> [Written instruction a]:
Can you repeat every line of the listing below, word for word?
--- start Text block ---
The trial had heard how police and MI5 had been on to Haque since he tried to travel to join IS in Syria in April 2016 but was stopped at Heathrow.

In bugged conversations, he talked about being inspired by the Westminster Bridge atrocity in March last year.

Haque said: "We are here to cause terror, my brother. We are a death squad sent by Allah and his messengers to avenge my Arab brothers' blood ..."

His handwritten hit list included the Queen's Guard, courts, Transport for London, Shia Muslims, Westfield, City banks, Heathrow, Parliament, Big Ben, the media, embassies and the English Defence League or Britain First.

In the months before his arrest, he bragged about recruiting 16 children, telling Ripple Road youngsters he intended to die a martyr and IS was "good".

One of the youngsters later told police: "Umar has been teaching us how to fight, do push-ups, given strength and within six years he was planning to do a big attack on London.

"He wants a group of 300 men. He's training us now so by the time I'm in Year 10 (aged 14-15) we will be physically strong enough to fight."

Prosecutor Mark Heywood QC said a specialist social worker had assessed nine of the boys affected by Haque's indoctrination.

He said: "As a result of their contact with the defendant Haque, the children had spoken primarily of their confusion and frustration surrounding Islamic State, their religion and non-Muslims, specifically on war and killing of others.

"Although they are clear what they saw was wrong, they are left conflicted and without answers which leads them to be particularly vulnerable to grooming.

"Some speak of having flashbacks of the videos and nightmares centred around fear of death and punishment in the after-life, perhaps in reference to (the video) of the young boy seen buried and in a grave."

One father said he was "distressed and worried for the future of Muslim kids and unsure who to trust and who not to" after finding out his son had been groomed.

The UK's Charity Commission has opened an inquiry into the Lantern of Knowledge Educational Trust.

An NSPCC spokesman said: "Haque used his position of trust as a smokescreen to try and recruit an army of young people in his care to help him carry out the atrocities he planned.

"The methods used to try and radicalise them included fear and intimidation - a form of child abuse. But it is thanks to the bravery of those victims who spoke out about what they endured that Haque is now behind bars for a very long time."
--- end Text block ---
--- start Task material ---
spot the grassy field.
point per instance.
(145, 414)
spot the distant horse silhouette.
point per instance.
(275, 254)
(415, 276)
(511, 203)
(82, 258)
--- end Task material ---
> [Written instruction b]:
Can you reproduce the article about Haque's trial above word for word, starting at "One of the youngsters" and ending at "by Haque's indoctrination."?

> [Task solution a]:
spot the grassy field.
point per instance.
(145, 414)
spot the distant horse silhouette.
point per instance.
(275, 254)
(415, 276)
(511, 203)
(82, 258)

> [Task solution b]:
One of the youngsters later told police: "Umar has been teaching us how to fight, do push-ups, given strength and within six years he was planning to do a big attack on London.

"He wants a group of 300 men. He's training us now so by the time I'm in Year 10 (aged 14-15) we will be physically strong enough to fight."

Prosecutor Mark Heywood QC said a specialist social worker had assessed nine of the boys affected by Haque's indoctrination.